== Records provided

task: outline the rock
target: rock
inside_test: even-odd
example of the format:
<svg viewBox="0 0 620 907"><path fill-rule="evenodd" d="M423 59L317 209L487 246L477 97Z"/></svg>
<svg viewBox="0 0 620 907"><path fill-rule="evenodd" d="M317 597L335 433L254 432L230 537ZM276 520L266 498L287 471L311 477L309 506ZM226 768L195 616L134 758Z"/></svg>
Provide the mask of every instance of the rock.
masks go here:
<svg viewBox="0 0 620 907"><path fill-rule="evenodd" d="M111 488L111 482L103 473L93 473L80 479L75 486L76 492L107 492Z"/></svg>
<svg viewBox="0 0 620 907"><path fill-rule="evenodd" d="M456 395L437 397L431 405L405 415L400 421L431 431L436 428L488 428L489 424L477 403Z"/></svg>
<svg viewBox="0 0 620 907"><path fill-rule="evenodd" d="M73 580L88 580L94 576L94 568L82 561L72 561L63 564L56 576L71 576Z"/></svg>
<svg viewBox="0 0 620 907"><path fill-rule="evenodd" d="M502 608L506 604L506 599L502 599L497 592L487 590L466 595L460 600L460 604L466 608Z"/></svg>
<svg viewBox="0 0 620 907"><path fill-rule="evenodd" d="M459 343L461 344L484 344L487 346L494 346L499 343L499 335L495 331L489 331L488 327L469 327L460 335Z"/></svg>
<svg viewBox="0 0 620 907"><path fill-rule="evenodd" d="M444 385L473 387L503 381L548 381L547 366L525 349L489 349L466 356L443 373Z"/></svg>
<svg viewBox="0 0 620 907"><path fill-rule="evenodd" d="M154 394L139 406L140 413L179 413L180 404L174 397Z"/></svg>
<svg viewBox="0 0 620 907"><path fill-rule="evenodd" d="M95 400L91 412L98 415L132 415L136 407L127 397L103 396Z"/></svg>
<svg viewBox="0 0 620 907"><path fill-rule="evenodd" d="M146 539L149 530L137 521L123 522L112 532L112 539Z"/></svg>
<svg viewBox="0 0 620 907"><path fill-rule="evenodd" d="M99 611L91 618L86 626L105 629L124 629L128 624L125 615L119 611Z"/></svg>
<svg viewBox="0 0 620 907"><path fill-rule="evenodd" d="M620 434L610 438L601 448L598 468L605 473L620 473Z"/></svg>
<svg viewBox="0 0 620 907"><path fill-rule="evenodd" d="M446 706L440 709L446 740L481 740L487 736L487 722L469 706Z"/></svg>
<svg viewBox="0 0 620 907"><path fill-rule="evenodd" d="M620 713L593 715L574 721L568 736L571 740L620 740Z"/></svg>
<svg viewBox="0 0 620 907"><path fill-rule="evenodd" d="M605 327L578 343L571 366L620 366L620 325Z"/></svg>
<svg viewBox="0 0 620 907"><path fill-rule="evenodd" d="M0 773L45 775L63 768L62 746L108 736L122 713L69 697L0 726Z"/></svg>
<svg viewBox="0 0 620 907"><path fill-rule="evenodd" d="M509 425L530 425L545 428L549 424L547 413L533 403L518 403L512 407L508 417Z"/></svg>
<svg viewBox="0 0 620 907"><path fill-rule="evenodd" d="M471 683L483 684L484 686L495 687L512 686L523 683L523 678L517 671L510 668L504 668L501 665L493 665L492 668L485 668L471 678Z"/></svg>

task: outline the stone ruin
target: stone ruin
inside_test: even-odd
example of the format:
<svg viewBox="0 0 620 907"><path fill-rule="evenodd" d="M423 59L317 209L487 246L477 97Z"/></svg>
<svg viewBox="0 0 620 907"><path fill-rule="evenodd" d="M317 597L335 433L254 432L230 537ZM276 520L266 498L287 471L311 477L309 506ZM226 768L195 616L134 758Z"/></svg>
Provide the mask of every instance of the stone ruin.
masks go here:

====

Rewrite every line of the listing above as a Markdown table with the columns Row and Line, numbering the rows and omitting blank lines.

- Answer to the task -
| Row | Line |
|---|---|
| 1 | task: outline the rock |
| 2 | target: rock |
| 3 | inside_test: even-odd |
| 4 | example of the format: |
| 5 | <svg viewBox="0 0 620 907"><path fill-rule="evenodd" d="M423 59L317 209L487 246L477 97Z"/></svg> |
| 6 | <svg viewBox="0 0 620 907"><path fill-rule="evenodd" d="M317 597L335 433L254 432L230 537ZM276 520L266 498L287 471L311 477L309 506ZM226 768L195 616L134 758Z"/></svg> |
| 7 | Provide the mask of every instance of the rock. |
| 8 | masks go here: |
| 9 | <svg viewBox="0 0 620 907"><path fill-rule="evenodd" d="M111 488L111 482L103 473L93 473L80 479L75 486L76 492L107 492Z"/></svg> |
| 10 | <svg viewBox="0 0 620 907"><path fill-rule="evenodd" d="M456 395L437 397L431 405L405 415L400 421L431 431L436 428L488 428L489 424L477 403Z"/></svg> |
| 11 | <svg viewBox="0 0 620 907"><path fill-rule="evenodd" d="M73 580L88 580L94 576L94 568L82 561L72 561L63 564L56 576L71 576Z"/></svg> |
| 12 | <svg viewBox="0 0 620 907"><path fill-rule="evenodd" d="M502 608L506 604L506 599L502 599L497 592L487 590L466 595L460 600L460 604L466 608Z"/></svg> |
| 13 | <svg viewBox="0 0 620 907"><path fill-rule="evenodd" d="M459 343L461 344L484 344L487 346L494 346L499 343L499 335L495 331L489 331L488 327L469 327L460 335Z"/></svg> |
| 14 | <svg viewBox="0 0 620 907"><path fill-rule="evenodd" d="M444 385L473 387L503 381L548 381L547 366L525 349L489 349L466 356L443 373Z"/></svg> |
| 15 | <svg viewBox="0 0 620 907"><path fill-rule="evenodd" d="M154 394L139 406L140 413L179 413L180 404L174 397Z"/></svg> |
| 16 | <svg viewBox="0 0 620 907"><path fill-rule="evenodd" d="M95 400L91 412L98 415L132 415L136 407L127 397L103 396Z"/></svg> |
| 17 | <svg viewBox="0 0 620 907"><path fill-rule="evenodd" d="M146 539L149 530L137 521L123 522L112 532L112 539Z"/></svg> |
| 18 | <svg viewBox="0 0 620 907"><path fill-rule="evenodd" d="M99 611L91 618L86 626L105 629L124 629L128 624L125 615L119 611Z"/></svg> |
| 19 | <svg viewBox="0 0 620 907"><path fill-rule="evenodd" d="M620 434L610 438L601 448L598 468L605 473L620 473Z"/></svg> |
| 20 | <svg viewBox="0 0 620 907"><path fill-rule="evenodd" d="M446 706L440 709L446 740L481 740L487 736L487 722L469 706Z"/></svg> |
| 21 | <svg viewBox="0 0 620 907"><path fill-rule="evenodd" d="M620 713L593 715L574 721L568 736L571 740L620 740Z"/></svg> |
| 22 | <svg viewBox="0 0 620 907"><path fill-rule="evenodd" d="M605 327L578 343L571 366L620 366L620 325Z"/></svg> |
| 23 | <svg viewBox="0 0 620 907"><path fill-rule="evenodd" d="M0 773L45 775L63 768L62 746L108 736L122 713L69 697L0 726Z"/></svg> |
| 24 | <svg viewBox="0 0 620 907"><path fill-rule="evenodd" d="M509 425L530 425L545 428L549 424L547 413L533 403L518 403L512 407L508 417Z"/></svg> |
| 25 | <svg viewBox="0 0 620 907"><path fill-rule="evenodd" d="M471 683L483 684L484 686L495 687L512 686L523 683L523 678L517 671L510 668L504 668L501 665L493 665L492 668L485 668L471 678Z"/></svg> |
| 26 | task: outline the stone ruin |
| 27 | target: stone ruin |
| 28 | inside_test: even-odd |
| 29 | example of the format: |
| 30 | <svg viewBox="0 0 620 907"><path fill-rule="evenodd" d="M423 59L317 209L487 246L477 97Z"/></svg> |
| 31 | <svg viewBox="0 0 620 907"><path fill-rule="evenodd" d="M317 597L335 433L254 432L230 537ZM276 520L266 498L287 471L311 477L309 506ZM226 768L195 616L134 758Z"/></svg> |
| 32 | Provide the mask of every instance of the stone ruin. |
| 33 | masks go here: |